### Set task A:
Convert every line of the maskcut records below into a JSON list of strings, one string per line, leaving out blank lines.

### Quoted passage:
==*==

Google recently announced they are researching the use of estimations of trustworthiness of websites to help prioritize results returned from search requests. This excites people who hope that pseudoscience and crazy conspiracy theories will get less attention, but it upsets people who are worried that the results will be biased:
“I worry about this issue greatly,” said Anthony Watts, founder of climate denying website “Watts Up With That,” in an interview with FoxNews.com. “My site gets a significant portion of its daily traffic from Google… It is a very slippery and dangerous slope because there’s no arguing with a machine.”
That’s from a Salon article by Joanna Rothkopf, who seems to think that keeping people away form Watt’s site is a great idea:
[…] some anti-science advocates are upset about the potential development, likely because their websites will become buried under content that is, well, true.
That not really fair. Most of the people who are concerned about Google’s research aren’t afraid they will lose out to the truth. They think they have the truth, and what worries them is that they will lose out to ignorance, confusion, and bias. Or they worry that the system is rigged to allow their ideological opponents to keep lying:
But others who follow media bias note that even the media watchdogs – let alone the sites used by the Google researchers like Wikipedia – are often biased.
“They’re very good at debunking myths if they upset liberals, but if it’s a liberal or left-wing falsehood, the fact-checkers don’t seem as excited about debunking it,” Rich Noyes, research director at the Media Research Center, told FoxNews.com.
I think this concern originates from a misunderstanding of what Knowledge Vault really is and how it works.
“Google should be commended for taking on the great task of fighting against propaganda and misinformation,” Nomiki Konst, executive director of The Accountability Project, told FoxNews.com.
“Hopefully Google will work closely with the FCC and journalism watchdogs in setting up standards to validate what is factual and who represents themselves as journalists,” Konst said.
Actually, Google will do nothing of the sort, because Konst’s statement is based on imagined capabilities that Knowledge Vault just doesn’t have. This is what you get when you interview people about something that they haven’t had time to learn about.
Meanwhile, Jack Marshall at Ethics Alarms is also concerned about where this could lead:
Can you see Google reducing the rank of websites that are consistently deceitful and misleading, like those claiming the women make only 77% as much as men because of gender bias, or that one in four women who go to college are raped, or that Mike Brown had his hands up […]? I can’t.

==*==

### Rows:
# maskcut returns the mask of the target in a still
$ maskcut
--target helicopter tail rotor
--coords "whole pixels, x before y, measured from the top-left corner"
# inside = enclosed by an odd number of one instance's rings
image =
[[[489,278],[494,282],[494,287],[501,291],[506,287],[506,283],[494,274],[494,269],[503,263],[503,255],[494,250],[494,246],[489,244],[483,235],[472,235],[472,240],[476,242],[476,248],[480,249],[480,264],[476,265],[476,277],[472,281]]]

==*==

### Set task B:
Continue the post on Google's website trustworthiness research from the point where it ends.

### Exercise output A:
[
  "# maskcut returns the mask of the target in a still",
  "$ maskcut",
  "--target helicopter tail rotor",
  "--coords \"whole pixels, x before y, measured from the top-left corner\"",
  "# inside = enclosed by an odd number of one instance's rings",
  "image =",
  "[[[489,278],[494,282],[494,287],[501,291],[506,287],[506,283],[494,274],[494,269],[503,263],[503,255],[494,250],[494,246],[489,244],[483,235],[472,235],[472,240],[476,242],[476,248],[480,249],[480,264],[476,265],[476,277],[472,281]]]"
]

### Exercise output B:
I think probably not, but because of technical limitations, not ideological bias.
Will websites that assert religious beliefs be judged “untrue”? How about sites that assert that Islam is a violent and revolutionary religion? Determining which sites get the most traffic and links can be determined objectively; deciding what is true and factual requires complex and debatable distinctions between opinion and fact, metaphor, hyperbole, ideology, skepticism, and deceit […]. Will just facts be at issue, or deceitful arguments made specifically to make readers believe what isn’t true?
From a quick glance at the research papers, I’m pretty sure Google’s Knowledge Vault doesn’t come anywhere close to being able to untangle problems like those.
One of the things people are sometimes surprised to learn about search engines like Google is that they have very little understanding of what the text on a page actually means. (I’m talking here about mainstream public search engines, not highly experimental research projects, which may do slightly better.) At their most basic, search engines are all about recognizing words.
Search engines break down documents — web pages — into compact statistical descriptions of the words they contain. Mathematically, these descriptions define a vector space, and each document’s location in that space depends on which words it contains, how unusual the words are (“the” is pretty much ignored, “coprolalia” gets lots of attention), how many times the words appear in the document, where they appear in the document, how large the document is, and so on. As a result of the way these document vectors are constructed, the distance between two documents in vector space is inversely proportional to their similarity. Documents in the same region of the document space probably have similar topics.
When a user types a query into a search engine, it is essentially treated as a very short document, its vector is constructed, and the search engine finds its location in the document space. All the nearby documents are then returned as the result of the search, with the nearest documents at the top of the list.
Well, more or less. I’m giving an oversimplified description of how search engines match documents. There are actually a lot of refinements to the search process. For example, before document vectors are constructed, all the words have to be stemmed, meaning that related words like “walk”, “walks”, “walked”, and “walking” are all mapped into “walk” so that a search for “walk” is able to locate a document that only ever uses “walking.” The engine might also have a dictionary of synonyms, so a search for “teacher” will also find documents the only use “educator”, “professor”, or “schoolmarm”.
In addition, once documents are matched to the query, there’s more to prioritizing the results than just the distance metric in document space. For example, the document space is not uniform, and some types of documents will tend to group together because they are about the same thing. E.g. news articles about the upcoming Avengers movie will tend to all use the same groups of unusual words and phrases — “avengers”, “tony stark”, “hulk”, “thor”, “hawkeye”, “nick fury”, “ultron”. When searching for documents near a query vector, a search engine might identify nearby clusters of documents and give a boost to the rank of representative documents from the cluster, on the theory that documents about popular subjects are more likely to be relevant.
Another priority adjustment is the one that made Google famous: Page Rank. The folks who created Google realized that the World Wide Web offered them more information about a document collection than just the content. It offered links. This was important because links were created by humans, and the human ability to read and understand documents is the gold standard. So if a large number of humans thought a document on the web was important enough to link to, Google gave it a more prominent position in the search results. This was a revolution in web search engines, and it made Google the preferred starting point on the web. (And launched the search engine optimization industry.)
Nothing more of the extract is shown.